Look, here’s the thing. If I’ve told you I am a metastatic (also sometimes called Stage IV) cancer patient, there are some things that I’ve already heard and don’t need to hear again:
But you have your hair.
But you look so good.
But you are able to volunteer.
But at least you’re here.
At least it’s breast cancer, you’re lucky it’s not something worse.
But you’re okay, now, right?
But you’re only taking pills, it’s not REALLY chemo. I mean you don’t go to the hospital or get an IV or something like that.
You beat it before, you’ll beat it this time too.
Here’s what I’d like to hear:
That sucks. Can I help you?
How are you doing with it?
Does it limit you?
Or even tell me you don’t know what to say!
Other topics to consider:
If I’m up and moving, please treat me normally. I’m trying very hard to be “normal” for a bit.
Tell me what is going on in your life. I’d love to focus on something outside of my or my house.
I understand you feel sorry for me, or you think I must be really strong, or that I’m such a positive person. It’s hard to find that balance of accepting the compliment, but assuring you I’m still human. Complete with all the human failings and problems.

*SOURCE DATA*
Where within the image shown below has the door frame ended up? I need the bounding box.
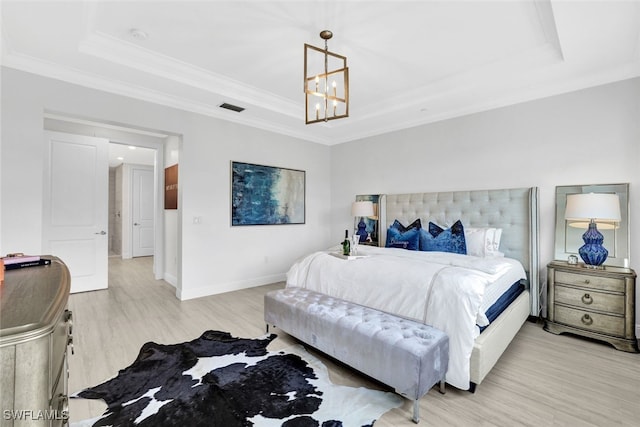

*ACTIVITY LIST*
A – In the text on living with metastatic cancer, what other name does the writer give for metastatic cancer?
B – In the text on living with metastatic cancer, replace "chemo" with "chemotherapy" and write out the stretch from "But you look" through "this time too.".
C – Pick up the text on living with metastatic cancer after its final sentence and keep writing.

*EXPECTED RESPONSES*
A – Stage IV.

B –
But you look so good.
But you are able to volunteer.
But at least you’re here.
At least it’s breast cancer, you’re lucky it’s not something worse.
But you’re okay, now, right?
But you’re only taking pills, it’s not REALLY chemotherapy. I mean you don’t go to the hospital or get an IV or something like that.
You beat it before, you’ll beat it this time too.

C –
What you don’t see is the time I spend sitting in the bed, my feet stretched out. My tears when I just HURT from pushing myself too hard. My fear of leaving my family behind (will they be okay without me?). The hours I spend waiting in doctor’s offices, getting labs drawn or my monthly bone strength injections, or during previous IV infusions. The time when I just need to cry because I’m overwhelmed and can’t stop the thoughts swirling around in my brain. The hours I can’t sleep. The amount of prescription medicines in my cabinet or the supplements I take to assist my body as it attempts to heal. And yet, at 10 pills a day, I’m on the low end of the cancer spectrum. Yes, 10 pills a day is MINIMAL for many cancer patients.
If you’ve said these things to me in the past, know that I’m not angry with you anymore. I’ve worked hard to take what you said balanced by how you meant it. Whether you meant to encourage me, or don’t exactly know what to say but felt you had to say something. Or maybe, you’ve never known someone like me; a metastatic patient that isn’t at death’s door right now. At any rate, the words aren’t as important as actions. Thank you for walking alongside me, as we navigate this thing called LIFE.